- Kommentare
- LINKE in der Krise
Trotz alledem: Arbeitsloser Working Class Ossi for Future
Menschen wie Frank Schumacher werden gerne herangezogen, um mit ihren Schicksalen zu erklären, dass sich Politik und Parteien weniger ums Klima kümmern sollten. Doch er widerspricht.
Ich bin einer dieser alten, weißen Männer. Ich bin Ossi und Proletarier aus Meck-Pomm. Ich bin arbeitslos, weil ich vor einem halben Jahr von meinem Verkäuferjob im Niedriglohnsektor gefeuert wurde. Eigentlich das perfekte AfD-Opfer – zumindest keine »urbane Mittelschicht«. Trotzdem wähle ich die LINKE, stehe jede Woche mit den Schülerinnen und Schülern von Fridays-for-Future zusammen und kämpfe für Klimagerechtigkeit.
□ □ □ □ □
**Aufgabenstellung**
Gib den Kommentar oben vollständig und wortgetreu wieder.
□ □ □ □ □
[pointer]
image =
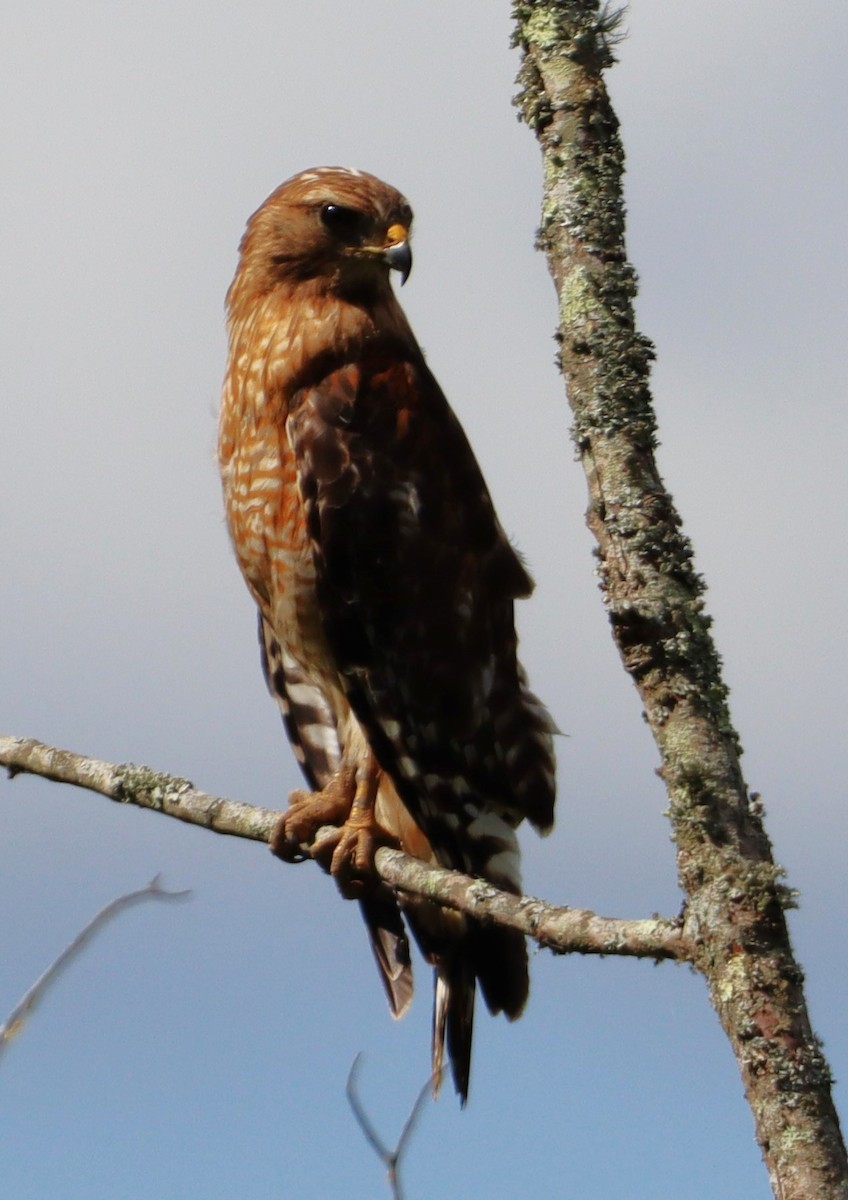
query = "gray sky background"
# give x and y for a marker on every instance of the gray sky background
(202, 1050)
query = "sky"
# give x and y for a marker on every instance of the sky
(202, 1049)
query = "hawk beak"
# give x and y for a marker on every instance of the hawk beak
(396, 252)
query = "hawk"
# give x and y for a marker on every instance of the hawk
(385, 588)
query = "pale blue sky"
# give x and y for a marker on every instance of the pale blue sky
(202, 1050)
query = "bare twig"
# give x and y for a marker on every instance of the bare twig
(560, 929)
(17, 1018)
(390, 1158)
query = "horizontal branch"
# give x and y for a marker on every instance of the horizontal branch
(560, 929)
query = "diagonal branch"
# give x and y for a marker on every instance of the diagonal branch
(560, 929)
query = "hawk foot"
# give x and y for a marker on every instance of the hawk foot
(306, 814)
(348, 850)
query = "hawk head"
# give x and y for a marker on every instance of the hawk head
(336, 228)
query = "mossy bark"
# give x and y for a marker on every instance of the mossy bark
(734, 898)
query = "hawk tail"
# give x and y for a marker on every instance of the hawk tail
(497, 958)
(390, 947)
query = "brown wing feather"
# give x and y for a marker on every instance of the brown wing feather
(416, 583)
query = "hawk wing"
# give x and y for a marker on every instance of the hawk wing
(311, 729)
(416, 583)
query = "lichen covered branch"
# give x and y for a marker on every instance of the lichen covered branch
(563, 930)
(654, 598)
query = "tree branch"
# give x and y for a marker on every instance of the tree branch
(655, 604)
(563, 930)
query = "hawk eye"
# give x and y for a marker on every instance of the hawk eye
(343, 222)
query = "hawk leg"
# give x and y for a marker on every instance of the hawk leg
(348, 804)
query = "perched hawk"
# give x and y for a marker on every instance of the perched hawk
(385, 588)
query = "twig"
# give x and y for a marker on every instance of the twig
(17, 1018)
(390, 1158)
(560, 929)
□ □ □ □ □
**Bearbeitete Aufgabe**
- Kommentare
- LINKE in der Krise
Trotz alledem: Arbeitsloser Working Class Ossi for Future
Menschen wie Frank Schumacher werden gerne herangezogen, um mit ihren Schicksalen zu erklären, dass sich Politik und Parteien weniger ums Klima kümmern sollten. Doch er widerspricht.
Ich bin einer dieser alten, weißen Männer. Ich bin Ossi und Proletarier aus Meck-Pomm. Ich bin arbeitslos, weil ich vor einem halben Jahr von meinem Verkäuferjob im Niedriglohnsektor gefeuert wurde. Eigentlich das perfekte AfD-Opfer – zumindest keine »urbane Mittelschicht«. Trotzdem wähle ich die LINKE, stehe jede Woche mit den Schülerinnen und Schülern von Fridays-for-Future zusammen und kämpfe für Klimagerechtigkeit.